> [DIRECTIVE] Pull out every line of the entries below that contains the word "vehicle", and list those lines.

> [DATASET]

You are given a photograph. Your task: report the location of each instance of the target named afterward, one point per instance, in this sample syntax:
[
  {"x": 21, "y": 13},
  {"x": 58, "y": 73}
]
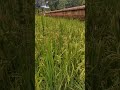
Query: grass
[{"x": 59, "y": 54}]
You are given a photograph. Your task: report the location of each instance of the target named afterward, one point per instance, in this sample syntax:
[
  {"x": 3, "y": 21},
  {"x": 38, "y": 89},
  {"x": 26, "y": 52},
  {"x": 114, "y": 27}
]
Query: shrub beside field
[{"x": 59, "y": 54}]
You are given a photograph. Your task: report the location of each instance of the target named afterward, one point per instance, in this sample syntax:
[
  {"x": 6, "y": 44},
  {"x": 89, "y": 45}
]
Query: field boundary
[{"x": 74, "y": 12}]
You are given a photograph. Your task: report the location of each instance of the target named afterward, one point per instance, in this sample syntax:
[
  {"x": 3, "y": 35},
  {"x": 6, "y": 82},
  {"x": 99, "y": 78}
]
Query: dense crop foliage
[{"x": 59, "y": 54}]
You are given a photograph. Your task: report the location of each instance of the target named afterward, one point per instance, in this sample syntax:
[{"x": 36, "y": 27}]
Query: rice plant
[{"x": 59, "y": 54}]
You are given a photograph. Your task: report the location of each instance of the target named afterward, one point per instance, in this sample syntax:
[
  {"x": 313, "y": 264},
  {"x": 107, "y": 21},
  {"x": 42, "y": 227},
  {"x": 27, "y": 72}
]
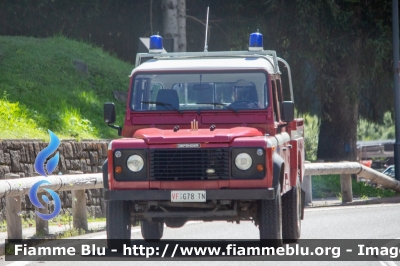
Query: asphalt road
[{"x": 351, "y": 222}]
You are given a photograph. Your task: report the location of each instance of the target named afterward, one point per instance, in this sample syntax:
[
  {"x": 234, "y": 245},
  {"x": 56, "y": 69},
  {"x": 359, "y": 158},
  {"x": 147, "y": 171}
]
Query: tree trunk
[
  {"x": 181, "y": 25},
  {"x": 170, "y": 15},
  {"x": 338, "y": 130}
]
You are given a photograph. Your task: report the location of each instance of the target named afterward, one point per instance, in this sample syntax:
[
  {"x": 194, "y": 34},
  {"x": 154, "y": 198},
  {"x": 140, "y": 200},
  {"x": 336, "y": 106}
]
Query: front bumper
[{"x": 217, "y": 194}]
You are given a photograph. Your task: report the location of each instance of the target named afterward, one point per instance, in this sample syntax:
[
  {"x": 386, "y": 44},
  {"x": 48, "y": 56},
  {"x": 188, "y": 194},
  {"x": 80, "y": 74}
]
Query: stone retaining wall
[{"x": 18, "y": 157}]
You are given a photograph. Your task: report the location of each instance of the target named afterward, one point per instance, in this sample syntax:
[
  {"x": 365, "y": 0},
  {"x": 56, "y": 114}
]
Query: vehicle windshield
[{"x": 200, "y": 91}]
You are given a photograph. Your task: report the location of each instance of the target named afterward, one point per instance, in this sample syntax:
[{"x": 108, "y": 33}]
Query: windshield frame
[{"x": 266, "y": 90}]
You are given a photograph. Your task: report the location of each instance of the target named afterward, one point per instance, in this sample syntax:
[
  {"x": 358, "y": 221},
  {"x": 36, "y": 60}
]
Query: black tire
[
  {"x": 291, "y": 213},
  {"x": 118, "y": 224},
  {"x": 270, "y": 220},
  {"x": 152, "y": 230}
]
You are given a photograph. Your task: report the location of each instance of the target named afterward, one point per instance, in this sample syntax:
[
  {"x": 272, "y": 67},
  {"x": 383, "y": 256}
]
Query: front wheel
[
  {"x": 270, "y": 220},
  {"x": 118, "y": 224}
]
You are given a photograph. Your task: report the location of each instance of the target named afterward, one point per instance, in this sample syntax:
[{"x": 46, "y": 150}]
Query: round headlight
[
  {"x": 243, "y": 161},
  {"x": 135, "y": 163}
]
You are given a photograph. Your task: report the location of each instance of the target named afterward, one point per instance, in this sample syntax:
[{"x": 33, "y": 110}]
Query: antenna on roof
[{"x": 205, "y": 42}]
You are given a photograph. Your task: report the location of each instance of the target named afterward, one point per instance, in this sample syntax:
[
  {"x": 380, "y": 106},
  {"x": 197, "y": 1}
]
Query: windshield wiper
[
  {"x": 165, "y": 105},
  {"x": 222, "y": 104}
]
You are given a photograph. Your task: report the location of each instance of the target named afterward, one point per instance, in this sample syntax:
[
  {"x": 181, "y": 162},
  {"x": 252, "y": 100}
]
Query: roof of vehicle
[
  {"x": 210, "y": 60},
  {"x": 207, "y": 64}
]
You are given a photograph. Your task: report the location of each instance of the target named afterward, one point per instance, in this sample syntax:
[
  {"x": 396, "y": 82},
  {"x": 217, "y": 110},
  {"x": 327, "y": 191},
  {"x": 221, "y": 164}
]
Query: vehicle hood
[{"x": 165, "y": 136}]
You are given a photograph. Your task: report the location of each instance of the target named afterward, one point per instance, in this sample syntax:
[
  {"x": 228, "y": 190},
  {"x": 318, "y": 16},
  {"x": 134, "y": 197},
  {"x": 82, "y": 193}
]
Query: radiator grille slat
[{"x": 189, "y": 164}]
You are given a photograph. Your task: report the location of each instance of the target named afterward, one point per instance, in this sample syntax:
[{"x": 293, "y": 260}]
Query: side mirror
[
  {"x": 287, "y": 111},
  {"x": 110, "y": 117},
  {"x": 109, "y": 113}
]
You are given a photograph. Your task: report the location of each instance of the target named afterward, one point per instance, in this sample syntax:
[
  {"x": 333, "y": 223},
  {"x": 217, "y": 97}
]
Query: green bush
[{"x": 57, "y": 84}]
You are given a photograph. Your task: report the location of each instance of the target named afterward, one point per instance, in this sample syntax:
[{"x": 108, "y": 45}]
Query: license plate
[{"x": 188, "y": 196}]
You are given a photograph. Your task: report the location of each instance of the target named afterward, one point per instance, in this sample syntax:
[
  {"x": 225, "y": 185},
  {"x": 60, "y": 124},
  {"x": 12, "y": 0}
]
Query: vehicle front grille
[{"x": 189, "y": 164}]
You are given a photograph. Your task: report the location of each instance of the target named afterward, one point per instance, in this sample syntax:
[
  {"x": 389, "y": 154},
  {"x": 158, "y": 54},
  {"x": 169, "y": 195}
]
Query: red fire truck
[{"x": 207, "y": 136}]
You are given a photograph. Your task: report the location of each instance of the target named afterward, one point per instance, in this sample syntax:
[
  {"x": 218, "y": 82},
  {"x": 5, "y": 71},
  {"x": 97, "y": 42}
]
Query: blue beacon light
[
  {"x": 255, "y": 42},
  {"x": 156, "y": 45}
]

> [SOLUTION BELOW]
Query: vehicle windshield
Query: roof of vehicle
Query: vehicle hood
Query: vehicle front grille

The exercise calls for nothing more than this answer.